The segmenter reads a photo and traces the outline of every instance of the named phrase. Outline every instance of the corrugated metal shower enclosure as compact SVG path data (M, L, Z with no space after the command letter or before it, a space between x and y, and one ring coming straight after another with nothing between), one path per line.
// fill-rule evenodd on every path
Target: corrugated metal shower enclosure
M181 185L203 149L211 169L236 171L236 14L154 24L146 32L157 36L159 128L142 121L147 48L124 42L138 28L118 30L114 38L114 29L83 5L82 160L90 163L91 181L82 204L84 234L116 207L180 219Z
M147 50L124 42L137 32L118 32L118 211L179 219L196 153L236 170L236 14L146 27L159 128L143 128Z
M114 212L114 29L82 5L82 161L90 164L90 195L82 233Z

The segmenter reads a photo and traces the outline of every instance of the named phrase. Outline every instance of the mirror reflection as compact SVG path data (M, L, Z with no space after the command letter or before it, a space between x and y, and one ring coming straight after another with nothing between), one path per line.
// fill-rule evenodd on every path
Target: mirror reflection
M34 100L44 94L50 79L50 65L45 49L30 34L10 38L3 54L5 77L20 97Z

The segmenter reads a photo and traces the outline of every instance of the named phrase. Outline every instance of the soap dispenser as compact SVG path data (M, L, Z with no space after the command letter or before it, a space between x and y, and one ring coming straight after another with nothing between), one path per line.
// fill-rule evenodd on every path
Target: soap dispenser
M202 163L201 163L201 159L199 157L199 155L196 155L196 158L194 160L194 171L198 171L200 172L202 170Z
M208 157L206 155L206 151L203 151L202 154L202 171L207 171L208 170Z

....

(To do)
Exactly as shown above, write out all the records.

(Output for this task)
The segmenter reads a photo and traces the outline of every instance of the named phrase. Outline every instance of the corrugated metal shower enclosure as compact SVG path data (M, L, Z with no space after the command letter or before it, a space between x and y, and one ring coming straight after another with nothing between), one path per line.
// fill-rule evenodd on every path
Target: corrugated metal shower enclosure
M181 185L203 149L211 169L236 171L236 14L154 24L146 32L157 36L159 128L142 121L147 48L124 42L138 28L118 30L114 38L114 29L83 5L82 160L90 163L91 181L82 204L84 234L116 207L180 219Z
M147 50L124 42L137 32L118 32L118 211L179 219L196 153L236 170L236 14L146 27L159 128L143 128Z
M114 212L114 29L82 5L82 161L90 164L90 195L82 233Z

The segmenter reads a photo and traces the outline of every instance of the named phrase. Outline every instance of the mirror reflection as compact SVG path data (M, L, Z with no space after the command letter or before it, a space between x and y, and one ring coming straight after another with nothing between), one path per line.
// fill-rule evenodd on every path
Target: mirror reflection
M34 100L44 94L50 79L50 65L45 49L30 34L10 38L3 54L5 77L20 97Z

The segmenter reads a photo and traces the outline of every instance of the named phrase. Outline every instance of the soap dispenser as compact SVG path data (M, L, Z with no space after the command letter or before it, a space between x and y, and one ring coming straight after another with nothing between), one path per line.
// fill-rule evenodd on every path
Target: soap dispenser
M202 163L201 163L201 159L199 157L199 155L196 155L196 158L194 160L194 171L198 171L200 172L202 170Z
M208 157L206 155L206 151L203 151L202 154L202 171L207 171L208 170Z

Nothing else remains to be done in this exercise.